**Task brief**
Update the listing below by replacing every occurrence of "even-odd rule" with "nonzero winding rule", leaving all other text unchanged.
:: Data to process
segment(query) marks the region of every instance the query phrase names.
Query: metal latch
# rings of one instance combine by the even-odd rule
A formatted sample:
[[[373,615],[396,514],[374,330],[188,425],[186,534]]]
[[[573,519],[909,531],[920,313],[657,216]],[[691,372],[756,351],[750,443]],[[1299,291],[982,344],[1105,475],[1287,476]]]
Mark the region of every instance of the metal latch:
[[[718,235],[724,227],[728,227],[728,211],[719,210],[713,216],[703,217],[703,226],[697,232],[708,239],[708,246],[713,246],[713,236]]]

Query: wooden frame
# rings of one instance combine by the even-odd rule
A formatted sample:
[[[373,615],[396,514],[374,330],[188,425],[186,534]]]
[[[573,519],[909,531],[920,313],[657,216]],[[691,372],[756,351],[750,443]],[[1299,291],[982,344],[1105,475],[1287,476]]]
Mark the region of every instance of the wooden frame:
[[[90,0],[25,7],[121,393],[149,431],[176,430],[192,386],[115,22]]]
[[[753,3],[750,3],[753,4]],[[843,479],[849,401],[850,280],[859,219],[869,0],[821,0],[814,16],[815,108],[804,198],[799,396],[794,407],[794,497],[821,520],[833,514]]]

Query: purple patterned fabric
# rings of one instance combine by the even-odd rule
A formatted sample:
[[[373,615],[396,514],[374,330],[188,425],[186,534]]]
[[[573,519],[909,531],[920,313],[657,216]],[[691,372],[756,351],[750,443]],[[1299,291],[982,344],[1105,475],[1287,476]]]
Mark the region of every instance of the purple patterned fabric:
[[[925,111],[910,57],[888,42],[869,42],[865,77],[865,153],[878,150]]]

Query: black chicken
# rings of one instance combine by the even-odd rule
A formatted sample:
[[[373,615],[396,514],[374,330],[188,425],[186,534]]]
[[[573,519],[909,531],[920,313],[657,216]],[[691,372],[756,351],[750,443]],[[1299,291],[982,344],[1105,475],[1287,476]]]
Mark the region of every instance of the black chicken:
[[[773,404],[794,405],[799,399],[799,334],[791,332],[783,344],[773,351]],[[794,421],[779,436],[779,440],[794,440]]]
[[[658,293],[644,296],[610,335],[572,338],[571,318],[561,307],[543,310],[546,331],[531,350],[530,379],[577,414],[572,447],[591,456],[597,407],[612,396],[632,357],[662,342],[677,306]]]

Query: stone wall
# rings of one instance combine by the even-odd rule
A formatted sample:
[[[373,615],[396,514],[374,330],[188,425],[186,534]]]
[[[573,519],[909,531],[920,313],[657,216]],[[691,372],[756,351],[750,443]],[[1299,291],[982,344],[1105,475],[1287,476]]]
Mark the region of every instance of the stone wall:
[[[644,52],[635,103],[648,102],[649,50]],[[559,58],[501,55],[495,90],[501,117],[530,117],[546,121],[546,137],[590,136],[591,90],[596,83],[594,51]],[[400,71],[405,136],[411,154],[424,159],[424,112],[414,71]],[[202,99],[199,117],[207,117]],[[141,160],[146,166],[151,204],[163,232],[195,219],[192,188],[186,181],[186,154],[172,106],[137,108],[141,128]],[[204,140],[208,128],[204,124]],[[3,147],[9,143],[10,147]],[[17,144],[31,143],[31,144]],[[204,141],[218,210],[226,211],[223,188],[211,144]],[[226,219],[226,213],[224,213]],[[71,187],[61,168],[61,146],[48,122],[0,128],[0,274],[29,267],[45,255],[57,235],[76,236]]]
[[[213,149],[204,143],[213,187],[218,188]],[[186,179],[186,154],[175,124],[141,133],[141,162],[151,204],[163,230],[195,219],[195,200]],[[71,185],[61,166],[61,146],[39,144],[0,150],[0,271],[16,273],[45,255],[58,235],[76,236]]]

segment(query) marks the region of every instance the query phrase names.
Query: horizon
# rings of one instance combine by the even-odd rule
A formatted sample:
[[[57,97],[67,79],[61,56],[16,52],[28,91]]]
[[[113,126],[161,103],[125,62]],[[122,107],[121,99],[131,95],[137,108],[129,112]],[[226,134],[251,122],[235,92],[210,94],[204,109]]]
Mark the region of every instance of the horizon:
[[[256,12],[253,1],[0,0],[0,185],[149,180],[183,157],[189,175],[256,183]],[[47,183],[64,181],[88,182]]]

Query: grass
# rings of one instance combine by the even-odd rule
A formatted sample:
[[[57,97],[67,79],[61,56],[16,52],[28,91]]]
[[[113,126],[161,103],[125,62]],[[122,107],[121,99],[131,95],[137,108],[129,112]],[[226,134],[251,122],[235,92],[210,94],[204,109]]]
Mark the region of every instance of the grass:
::::
**Task solution**
segment(query) marks the region of every instance the query phrase names.
Query: metal latch
# rings of one instance combine by the nonzero winding rule
A formatted sample:
[[[373,615],[396,514],[374,330],[188,425],[186,534]]]
[[[573,519],[909,531],[920,313],[657,216]],[[691,372],[756,351],[750,443]],[[1299,291],[982,344],[1105,475],[1287,476]]]
Mark the region of every instance of the metal latch:
[[[718,235],[724,227],[728,227],[728,211],[719,210],[713,216],[703,217],[703,226],[697,232],[708,239],[708,246],[713,246],[713,236]]]

Query: wooden frame
# rings of one instance combine by the nonzero winding rule
A formatted sample:
[[[373,615],[396,514],[374,330],[188,425],[186,534]]]
[[[573,519],[909,531],[920,313],[657,216]],[[691,372],[756,351],[750,443]],[[1299,291],[982,344],[1105,475],[1287,476]]]
Mark the region of every instance of the wooden frame:
[[[90,0],[25,7],[121,393],[149,431],[176,430],[192,386],[115,22]]]
[[[753,3],[750,3],[753,4]],[[843,479],[849,401],[850,280],[859,219],[869,0],[821,0],[814,16],[815,108],[804,198],[799,396],[794,407],[794,497],[821,520],[833,514]]]

Query: purple patterned fabric
# rings of one instance combine by the nonzero winding rule
A formatted sample:
[[[373,615],[396,514],[374,330],[188,425],[186,534]]]
[[[573,519],[909,531],[920,313],[657,216]],[[691,372],[756,351],[750,443]],[[1299,291],[982,344],[1105,475],[1287,476]]]
Mark the region of every instance of the purple patterned fabric:
[[[925,111],[910,57],[888,42],[869,42],[865,77],[865,153],[878,150]]]

Query: black chicken
# rings of one instance combine by the nonzero winding rule
A formatted sample:
[[[373,615],[396,514],[374,330],[188,425],[186,534]]]
[[[573,519],[909,531],[920,313],[657,216]],[[691,372],[756,351],[750,443]],[[1299,291],[982,344],[1105,475],[1287,476]]]
Mark the region of every instance of the black chicken:
[[[773,404],[794,405],[799,399],[799,334],[791,332],[783,344],[773,351]],[[794,421],[779,436],[779,440],[794,440]]]
[[[658,293],[644,296],[610,335],[572,338],[571,318],[561,307],[543,310],[546,331],[531,350],[530,379],[577,414],[572,447],[591,456],[597,407],[612,396],[632,357],[662,342],[677,306]]]

Query: stone wall
# rings of one instance combine by the nonzero winding rule
A formatted sample:
[[[373,615],[396,514],[374,330],[188,425],[186,534]]]
[[[573,519],[909,531],[920,313],[657,216]],[[691,372],[756,351],[750,443]],[[1299,291],[982,344],[1105,475],[1287,476]]]
Mark the region of every instance of the stone wall:
[[[644,52],[635,103],[648,102],[649,50]],[[559,58],[501,55],[495,90],[501,117],[530,117],[546,121],[546,137],[590,136],[591,90],[596,83],[594,51]],[[400,71],[405,136],[411,154],[424,159],[424,112],[414,71]],[[202,99],[199,117],[207,117]],[[141,160],[146,166],[151,204],[163,232],[195,219],[192,188],[186,181],[186,154],[172,106],[137,108],[141,128]],[[204,140],[208,128],[204,124]],[[3,147],[9,143],[10,147]],[[17,144],[31,143],[31,144]],[[204,141],[218,210],[226,211],[223,188],[211,144]],[[226,219],[226,213],[224,213]],[[71,187],[61,168],[61,146],[48,122],[0,128],[0,274],[29,267],[45,255],[57,235],[76,236]]]
[[[213,149],[204,143],[213,187],[218,188]],[[186,179],[186,154],[175,124],[141,133],[141,162],[151,204],[163,230],[195,219],[195,200]],[[71,185],[61,166],[61,146],[39,144],[0,150],[0,271],[16,273],[45,255],[58,235],[76,236]]]

segment(query) marks the region of every instance the query phrase names.
Query: horizon
# rings of one instance combine by the nonzero winding rule
A formatted sample:
[[[57,97],[67,79],[61,56],[16,52],[28,91]]]
[[[113,126],[161,103],[125,62]],[[122,107],[121,99],[131,95],[137,108],[129,112]],[[226,134],[251,122],[235,92],[210,94],[204,109]]]
Mark the region of every instance of the horizon:
[[[256,12],[253,1],[0,0],[0,185],[149,180],[183,157],[189,175],[256,183]],[[47,183],[64,181],[88,182]]]

Query: grass
# rings of one instance combine by the nonzero winding rule
A formatted sample:
[[[57,97],[67,79],[61,56],[16,52],[28,91]]]
[[[113,126],[161,103],[125,62]],[[122,107],[121,99],[131,95],[137,108],[129,112]],[[226,134],[251,122],[235,92],[210,94],[204,109]]]
Mark the region of every instance of the grass:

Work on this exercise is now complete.